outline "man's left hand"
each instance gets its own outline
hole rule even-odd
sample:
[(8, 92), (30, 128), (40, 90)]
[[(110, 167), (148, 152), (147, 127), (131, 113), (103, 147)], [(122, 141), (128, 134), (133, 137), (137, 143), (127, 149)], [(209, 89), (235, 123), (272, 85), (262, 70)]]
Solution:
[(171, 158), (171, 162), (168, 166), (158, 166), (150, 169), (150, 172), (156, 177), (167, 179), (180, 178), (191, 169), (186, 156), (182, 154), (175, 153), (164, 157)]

┄┄┄┄┄┄┄┄┄┄

SHORT TASK
Rewrite every line of the entries above as a Markdown table with the columns "Row" and "Line", numbering the rows in order and leaving out blank lines.

WRITTEN SOLUTION
| Row | Line |
|---|---|
| 1 | outline "man's left hand" |
| 2 | each instance gets its own outline |
| 3 | hole rule even-odd |
| 4 | sample: |
| 5 | [(8, 92), (30, 128), (40, 90)] |
| 6 | [[(110, 167), (148, 152), (147, 127), (131, 113), (103, 147)], [(122, 141), (128, 134), (133, 137), (137, 143), (127, 149)], [(209, 89), (235, 123), (272, 85), (262, 70)]] |
| 7 | Solution: |
| 8 | [(171, 158), (171, 162), (168, 166), (158, 166), (150, 169), (150, 172), (156, 177), (167, 179), (180, 178), (191, 169), (186, 156), (182, 154), (175, 153), (164, 157)] |